§ TASK STATEMENT: Copy out every one of the rows below word for word, omitting the pictures.
--- start RECORDS FOR THIS TASK ---
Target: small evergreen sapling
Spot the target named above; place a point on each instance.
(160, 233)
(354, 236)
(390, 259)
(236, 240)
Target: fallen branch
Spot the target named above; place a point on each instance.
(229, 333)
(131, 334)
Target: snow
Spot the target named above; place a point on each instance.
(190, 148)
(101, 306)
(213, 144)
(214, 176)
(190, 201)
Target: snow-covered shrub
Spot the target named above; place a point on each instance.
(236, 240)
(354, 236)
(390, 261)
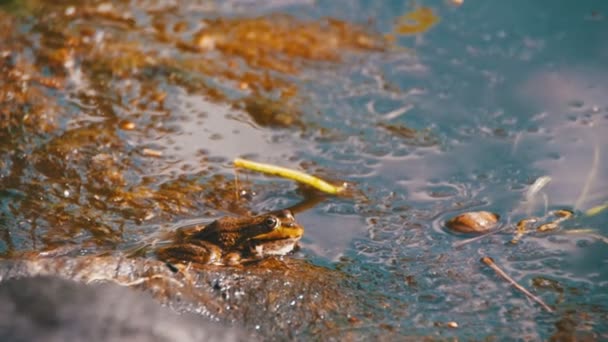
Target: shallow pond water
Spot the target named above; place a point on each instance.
(465, 115)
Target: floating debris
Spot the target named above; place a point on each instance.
(298, 176)
(490, 263)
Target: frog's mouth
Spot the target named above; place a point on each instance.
(281, 233)
(274, 247)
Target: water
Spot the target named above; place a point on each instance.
(498, 93)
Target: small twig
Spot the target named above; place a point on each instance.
(298, 176)
(490, 262)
--- end RECORDS FOR THIS TASK ---
§ EXERCISE ANSWER:
Target: small evergreen sapling
Spot the target named above; place a point on each instance.
(160, 233)
(354, 236)
(390, 259)
(236, 240)
Target: fallen branch
Spot the target named above; place a point on each instance.
(229, 333)
(131, 334)
Target: snow
Spot the target named above; place a point on each instance.
(190, 148)
(101, 306)
(213, 144)
(214, 176)
(190, 201)
Target: snow-covered shrub
Spot the target named above; place a point on each instance.
(236, 240)
(354, 236)
(390, 261)
Target: shallow pond water
Spot the target named above; place a point on each instance.
(465, 115)
Target: floating debris
Spot the target named above; place a point on each instance.
(298, 176)
(490, 263)
Target: frog's mouth
Spot the target named above; place a point on each instance.
(281, 233)
(274, 247)
Target: water
Spot the target named above; place a point on each instance.
(498, 93)
Target: small twig
Spot the target named above; place a point on each instance.
(298, 176)
(490, 262)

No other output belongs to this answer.